**Record extracts**:
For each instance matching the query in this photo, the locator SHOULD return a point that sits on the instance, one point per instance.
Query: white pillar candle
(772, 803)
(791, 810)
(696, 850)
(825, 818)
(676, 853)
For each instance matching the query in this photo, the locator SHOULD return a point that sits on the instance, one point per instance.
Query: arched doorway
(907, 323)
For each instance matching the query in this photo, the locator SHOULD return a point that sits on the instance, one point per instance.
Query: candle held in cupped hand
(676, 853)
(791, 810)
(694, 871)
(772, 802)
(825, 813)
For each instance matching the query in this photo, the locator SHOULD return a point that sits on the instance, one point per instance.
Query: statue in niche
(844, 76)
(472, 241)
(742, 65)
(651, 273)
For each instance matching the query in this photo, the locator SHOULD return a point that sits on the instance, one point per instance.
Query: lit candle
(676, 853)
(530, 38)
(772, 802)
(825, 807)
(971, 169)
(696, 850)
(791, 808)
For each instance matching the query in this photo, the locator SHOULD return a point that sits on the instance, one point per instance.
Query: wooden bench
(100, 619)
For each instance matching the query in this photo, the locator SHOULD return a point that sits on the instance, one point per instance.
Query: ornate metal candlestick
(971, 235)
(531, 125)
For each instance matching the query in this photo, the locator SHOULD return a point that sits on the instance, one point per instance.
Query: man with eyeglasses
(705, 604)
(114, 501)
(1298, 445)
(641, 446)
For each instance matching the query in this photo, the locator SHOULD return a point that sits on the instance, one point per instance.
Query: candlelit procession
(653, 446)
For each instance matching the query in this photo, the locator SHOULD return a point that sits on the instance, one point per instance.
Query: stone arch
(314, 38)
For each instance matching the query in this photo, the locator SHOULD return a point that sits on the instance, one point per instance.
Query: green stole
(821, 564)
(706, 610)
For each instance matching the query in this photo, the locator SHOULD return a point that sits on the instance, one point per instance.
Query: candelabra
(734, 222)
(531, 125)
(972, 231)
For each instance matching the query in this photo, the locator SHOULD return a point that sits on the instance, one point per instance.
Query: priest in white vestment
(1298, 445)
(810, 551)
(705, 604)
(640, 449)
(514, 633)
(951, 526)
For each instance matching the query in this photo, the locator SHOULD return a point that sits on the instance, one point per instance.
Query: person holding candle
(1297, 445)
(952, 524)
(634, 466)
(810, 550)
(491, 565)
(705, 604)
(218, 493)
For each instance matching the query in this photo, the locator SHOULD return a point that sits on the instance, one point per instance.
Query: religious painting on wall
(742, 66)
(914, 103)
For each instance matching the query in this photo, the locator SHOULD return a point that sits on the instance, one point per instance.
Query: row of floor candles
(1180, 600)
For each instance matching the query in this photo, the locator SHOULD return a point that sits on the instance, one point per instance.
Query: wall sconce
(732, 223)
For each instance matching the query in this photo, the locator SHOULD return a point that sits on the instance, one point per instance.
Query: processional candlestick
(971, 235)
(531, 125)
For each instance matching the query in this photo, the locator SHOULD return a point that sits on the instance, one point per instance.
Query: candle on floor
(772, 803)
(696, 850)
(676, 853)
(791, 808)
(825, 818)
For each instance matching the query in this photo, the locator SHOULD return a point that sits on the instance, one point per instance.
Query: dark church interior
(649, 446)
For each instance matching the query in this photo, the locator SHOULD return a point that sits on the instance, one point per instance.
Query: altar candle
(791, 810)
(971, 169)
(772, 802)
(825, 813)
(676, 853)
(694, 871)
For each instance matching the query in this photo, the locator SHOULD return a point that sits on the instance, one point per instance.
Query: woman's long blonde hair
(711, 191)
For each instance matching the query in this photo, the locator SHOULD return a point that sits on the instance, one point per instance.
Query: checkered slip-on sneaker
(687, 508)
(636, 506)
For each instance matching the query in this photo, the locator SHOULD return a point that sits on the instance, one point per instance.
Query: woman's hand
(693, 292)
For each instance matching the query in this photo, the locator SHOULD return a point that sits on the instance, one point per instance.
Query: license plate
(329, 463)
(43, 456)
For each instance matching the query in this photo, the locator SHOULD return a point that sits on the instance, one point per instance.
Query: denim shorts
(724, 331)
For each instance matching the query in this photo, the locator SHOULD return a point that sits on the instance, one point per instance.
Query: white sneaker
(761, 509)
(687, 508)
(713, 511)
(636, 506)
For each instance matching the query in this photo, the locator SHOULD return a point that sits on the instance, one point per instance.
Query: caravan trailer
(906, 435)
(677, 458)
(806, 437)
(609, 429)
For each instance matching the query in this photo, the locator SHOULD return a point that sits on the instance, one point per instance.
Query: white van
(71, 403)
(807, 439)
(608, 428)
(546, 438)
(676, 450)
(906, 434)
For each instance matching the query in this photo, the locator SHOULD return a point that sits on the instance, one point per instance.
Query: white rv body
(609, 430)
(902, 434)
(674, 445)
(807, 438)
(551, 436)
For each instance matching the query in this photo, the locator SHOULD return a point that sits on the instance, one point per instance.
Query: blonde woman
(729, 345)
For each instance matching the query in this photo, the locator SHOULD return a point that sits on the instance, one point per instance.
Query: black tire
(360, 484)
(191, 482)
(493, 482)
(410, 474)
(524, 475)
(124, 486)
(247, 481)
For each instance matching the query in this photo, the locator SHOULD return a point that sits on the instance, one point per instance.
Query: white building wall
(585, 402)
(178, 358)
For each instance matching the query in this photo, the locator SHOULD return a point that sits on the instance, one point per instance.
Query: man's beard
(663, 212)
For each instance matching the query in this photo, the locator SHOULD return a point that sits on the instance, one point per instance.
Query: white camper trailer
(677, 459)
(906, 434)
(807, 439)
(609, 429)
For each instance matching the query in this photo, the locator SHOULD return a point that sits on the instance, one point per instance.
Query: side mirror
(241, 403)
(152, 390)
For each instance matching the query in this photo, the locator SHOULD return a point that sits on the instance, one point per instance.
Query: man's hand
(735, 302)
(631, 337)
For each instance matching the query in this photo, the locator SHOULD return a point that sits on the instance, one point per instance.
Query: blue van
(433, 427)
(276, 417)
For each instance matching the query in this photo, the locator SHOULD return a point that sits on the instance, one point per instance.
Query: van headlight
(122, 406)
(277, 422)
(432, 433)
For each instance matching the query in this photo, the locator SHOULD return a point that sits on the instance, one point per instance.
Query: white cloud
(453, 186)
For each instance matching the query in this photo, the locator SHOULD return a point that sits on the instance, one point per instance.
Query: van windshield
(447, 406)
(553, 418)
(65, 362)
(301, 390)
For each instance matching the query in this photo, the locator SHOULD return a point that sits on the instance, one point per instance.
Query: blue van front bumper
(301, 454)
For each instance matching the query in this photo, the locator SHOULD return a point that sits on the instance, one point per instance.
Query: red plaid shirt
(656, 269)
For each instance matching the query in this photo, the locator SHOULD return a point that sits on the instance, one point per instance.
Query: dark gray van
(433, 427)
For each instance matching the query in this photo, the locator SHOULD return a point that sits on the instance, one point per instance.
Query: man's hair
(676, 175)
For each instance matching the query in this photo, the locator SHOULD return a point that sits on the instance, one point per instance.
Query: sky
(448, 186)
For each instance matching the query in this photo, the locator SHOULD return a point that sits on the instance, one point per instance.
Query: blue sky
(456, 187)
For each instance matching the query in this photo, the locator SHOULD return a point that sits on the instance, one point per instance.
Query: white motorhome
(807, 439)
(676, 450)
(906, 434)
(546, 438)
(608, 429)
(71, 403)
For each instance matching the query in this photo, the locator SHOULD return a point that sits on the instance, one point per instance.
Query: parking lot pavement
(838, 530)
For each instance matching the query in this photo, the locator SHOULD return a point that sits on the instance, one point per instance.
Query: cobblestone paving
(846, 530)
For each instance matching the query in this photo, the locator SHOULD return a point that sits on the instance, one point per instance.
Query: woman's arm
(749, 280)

**Task**: The listing above should be repeated in its entirety, unchanged.

**Result for this task**:
For each instance matching the query in this photo, the locator SHOULD return a point that sits on the instance, one point per instance.
Query: white pillar candle
(772, 803)
(791, 810)
(696, 850)
(825, 818)
(676, 853)
For each instance matching the query in this photo, the locator SHOULD return a point that sits on the instance, one point per instance.
Query: arched doorway
(907, 323)
For each instance matching the query in this photo, the locator SHOULD return a point that sits on the instance, one point per instance.
Query: candle held in cupped hand
(676, 853)
(791, 810)
(694, 871)
(772, 802)
(825, 813)
For each instance matching the query in this photo, the locator SHOULD return a point that sits on the instance, one point per instance.
Query: statue in niche
(844, 76)
(472, 241)
(742, 65)
(651, 273)
For each instance matching the query in this photo, the locator SHOULD return a point that sits on the instance, one point per instance.
Query: lit candle
(676, 853)
(530, 38)
(772, 802)
(825, 807)
(971, 169)
(696, 850)
(791, 808)
For each instance matching the query in this photo, the locator SHOULD return a point that sits on the instance, one point per instance.
Query: wooden bench
(100, 619)
For each instance matching the query in this photo, the locator SHOULD return a point that sits on the instance, one point per instance.
Query: ornate metal candlestick
(971, 235)
(531, 125)
For each instance matching the query in this photo, the locator SHOULD return a point that sits on the instance, one point per instance.
Query: man with eyeglasses
(705, 604)
(114, 501)
(1298, 445)
(641, 446)
For each instance matching the query in this photo, the locator SHOULD return a point that sits on the instance, one point per instance.
Query: candlelit procession
(653, 446)
For each instance matching the query in this photo, the locator SHOULD return a point that sits on the instance, one point per instance.
Query: stone arch
(314, 38)
For each instance matching the query in this photo, the locator SHOULD return a point that sits on the instance, one point per instance.
Query: green stole
(821, 564)
(706, 610)
For each instance matching the query in this photo, the locator SHOULD return a point that sits on the instance, one point per instance.
Query: candelabra
(734, 222)
(531, 125)
(972, 231)
For each instance matching the query in this photo, the locator SHOULD return a point that sits on the instance, one point per instance.
Query: priest in white vestment
(1298, 445)
(810, 551)
(705, 604)
(640, 449)
(514, 633)
(951, 526)
For each instance matching the query in this photo, the locator SHOULD return a point that sits on the instance, one point per instance.
Query: person holding candle
(1297, 445)
(952, 524)
(634, 466)
(810, 550)
(491, 565)
(705, 604)
(218, 493)
For each instance matching the query in this photo, the locator SHOULD return a point that sits on the instance, one point per instance.
Query: religious painting on wall
(742, 66)
(914, 103)
For each instance matching the query in this photo, the locator SHOULD return a point that sits on the instance, one point per instance.
Query: row of floor candles
(1180, 600)
For each instance matching the query in this photo, the locator SHOULD return a point that sits on the instance, one point per instance.
Query: wall sconce
(732, 223)
For each instance matching the query in this photo, the locator SHOULD return a point that sits on the instance, one point per instance.
Query: processional candlestick
(971, 235)
(531, 125)
For each instance matching the query in this photo, the locator SHOULD return a point that sits on the instance, one point per instance.
Query: candle on floor
(772, 803)
(696, 850)
(676, 853)
(791, 808)
(825, 818)
For each instance matching the query in this photo, the locator SHOULD return a point that sits on the instance, one point per instance.
Query: dark church interior
(649, 446)
For each instance matching the query in this photo, the locator SHOULD return a point that sits on the instance, one point per instance.
Query: altar candle
(791, 810)
(971, 169)
(772, 802)
(825, 813)
(676, 853)
(694, 871)
For each instance matching the query in this photo, the locator SHOULD return a point that sits on the instance, one point per instance.
Query: woman's long blonde hair
(711, 191)
For each instance matching the query in this photo, the locator SHOULD return a point that sits on the instance, one point per instance.
Query: checkered slip-on sneaker
(687, 508)
(636, 506)
For each instance matching the query in this photo, the locator SHOULD return a point that sits on the instance, one point per instance.
Query: woman's hand
(693, 292)
For each instance matching the query in this photo, the locator SHOULD return a point that sits on the instance, one point per instance.
Query: license plate
(329, 463)
(43, 456)
For each instance matching the query in this photo, the locator SHOULD return a point that sits on the instance, one point per instance.
Query: denim shorts
(724, 331)
For each instance matching the query in this photo, the locator SHOULD return a point that sits on the instance, one point per instance.
Query: white sneaker
(761, 509)
(687, 508)
(713, 511)
(636, 506)
For each instance matching the query in this photo, the locator SHOULD return a point that sits on the instance, one point per instance.
Query: caravan trailer
(906, 435)
(677, 458)
(806, 437)
(609, 429)
For each instance matching the query in this photo, the locator SHOULD return a point that sits on the instance, one point per instance.
Query: white van
(71, 403)
(807, 439)
(608, 428)
(546, 438)
(676, 450)
(906, 434)
For each instance matching the query in this photo, the locator SHOULD return a point that sits on the instance, one point per instance.
Query: white rv body
(609, 430)
(902, 434)
(674, 445)
(807, 438)
(551, 436)
For each instance matching the query in this photo, the locator SHOULD return a point that sits on the instance, one point per instance.
Query: blonde woman
(729, 345)
For each instance matching the query in this photo, the locator SHOULD return a point that sits on the instance, one point per instance.
Query: black tire
(360, 484)
(191, 482)
(493, 482)
(410, 474)
(524, 475)
(124, 486)
(247, 481)
For each instance matching the query in this photo, the locator SHOULD return a point that sits on the instance, one point per instance.
Query: white building wall
(585, 402)
(178, 358)
For each instance matching the query in this photo, the locator SHOULD return a point that sits on the instance, one point per instance.
Query: man's beard
(663, 212)
For each instance matching the query in this photo, the locator SHOULD return a point that sits on the instance, one point per instance.
Query: white camper trailer
(677, 459)
(906, 434)
(807, 439)
(609, 429)
For each instance matching the query in this photo, the locator SHOULD return a point that sits on the instance, one point per instance.
Query: side mirror
(241, 403)
(152, 390)
For each instance matching the query in this photo, the locator SHOULD return a point that sits on the instance, one point per instance.
Query: man's hand
(735, 302)
(631, 337)
For each instance matching the query in this photo, the locator SHOULD return a point that sits on the instance, one point per instance.
Query: blue van
(433, 427)
(276, 417)
For each instance matching the query in this photo, the locator SHOULD return a point that sits on the instance, one point per instance.
Query: van headlight
(122, 406)
(277, 422)
(432, 433)
For each instance matching the query in this photo, the locator SHOULD return a point that sits on the instance, one point per instance.
Query: white cloud
(453, 186)
For each instance matching the query in this photo, the locator SHOULD return a point that sits on the instance, one point per instance.
Query: van windshield
(447, 406)
(553, 418)
(65, 362)
(301, 390)
For each instance matching the query in this photo, the locator SHOULD return a point that sits on the instance, one point per instance.
Query: blue van front bumper
(301, 454)
For each instance matching the query in this photo, the locator SHOULD return a point that sits on the instance, one point per instance.
Query: red plaid shirt
(656, 269)
For each instance matching the query in this photo, the locator SHOULD return a point that sits on the instance, one point per instance.
Query: dark gray van
(433, 427)
For each instance matching the query in this photo, the locator SHOULD return a point that sits on the instance, one point per instance.
Query: man's hair
(676, 175)
For each instance matching the query in this photo, the locator SHOULD return a point that sits on the instance, one point per instance.
Query: sky
(448, 186)
For each instance matching the query in this photo, the locator SHOULD return a point that sits on the instance, one point per instance.
Query: blue sky
(456, 187)
For each instance matching the query in this photo, the locator SHOULD return a point that sits on the instance, one point per instance.
Query: white motorhome
(807, 439)
(676, 450)
(906, 434)
(546, 438)
(608, 429)
(71, 403)
For each instance matching the query in this photo, the locator SHOULD return a point that sits on the instance, one point per instance.
Query: parking lot pavement
(838, 530)
For each instance matching the query in this photo, the locator SHOULD return a point that sits on the instance, one point per instance.
Query: cobblestone paving
(846, 530)
For each instance matching the query in this photo, the locator SHOULD return a point that sits on the instance, one point per instance.
Query: woman's arm
(749, 280)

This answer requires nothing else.